• _EXERCISE INPUT_:
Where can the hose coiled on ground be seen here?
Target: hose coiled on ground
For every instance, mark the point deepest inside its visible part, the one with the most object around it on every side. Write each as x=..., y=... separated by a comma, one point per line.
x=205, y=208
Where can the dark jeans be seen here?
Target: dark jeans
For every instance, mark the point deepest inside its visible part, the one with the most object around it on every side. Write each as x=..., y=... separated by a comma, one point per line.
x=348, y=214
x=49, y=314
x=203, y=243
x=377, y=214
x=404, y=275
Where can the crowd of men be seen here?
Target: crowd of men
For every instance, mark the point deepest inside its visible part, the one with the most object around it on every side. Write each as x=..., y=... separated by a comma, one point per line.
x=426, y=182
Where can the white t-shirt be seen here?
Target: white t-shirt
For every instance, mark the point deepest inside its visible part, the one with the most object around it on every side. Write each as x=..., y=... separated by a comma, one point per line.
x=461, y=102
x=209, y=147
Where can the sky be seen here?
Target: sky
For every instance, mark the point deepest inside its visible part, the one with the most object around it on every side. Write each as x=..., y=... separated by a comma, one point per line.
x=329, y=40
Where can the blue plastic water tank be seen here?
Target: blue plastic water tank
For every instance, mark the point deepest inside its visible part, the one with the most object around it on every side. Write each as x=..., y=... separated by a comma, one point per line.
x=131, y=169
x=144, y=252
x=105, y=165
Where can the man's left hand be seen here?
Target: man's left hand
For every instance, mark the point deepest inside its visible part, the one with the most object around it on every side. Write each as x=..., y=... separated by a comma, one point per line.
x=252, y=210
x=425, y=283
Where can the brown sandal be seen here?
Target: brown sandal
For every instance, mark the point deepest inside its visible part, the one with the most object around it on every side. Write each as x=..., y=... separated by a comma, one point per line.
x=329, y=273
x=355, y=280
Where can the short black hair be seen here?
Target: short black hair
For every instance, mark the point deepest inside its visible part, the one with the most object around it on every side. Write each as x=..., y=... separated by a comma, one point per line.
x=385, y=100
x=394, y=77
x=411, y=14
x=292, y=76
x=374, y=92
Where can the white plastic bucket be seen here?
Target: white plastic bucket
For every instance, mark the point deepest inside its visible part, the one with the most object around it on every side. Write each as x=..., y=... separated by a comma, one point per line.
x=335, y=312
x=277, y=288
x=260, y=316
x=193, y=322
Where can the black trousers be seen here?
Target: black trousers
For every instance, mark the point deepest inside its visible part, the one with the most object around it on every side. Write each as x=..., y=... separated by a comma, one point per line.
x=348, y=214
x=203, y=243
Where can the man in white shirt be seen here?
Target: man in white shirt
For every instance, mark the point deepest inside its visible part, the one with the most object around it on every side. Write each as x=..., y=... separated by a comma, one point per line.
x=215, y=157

• _WHAT NEEDS TO BE DONE_:
Find how many lines above include "crowd"; reply with the number only.

• _REPLY TO THE EXERCISE_:
2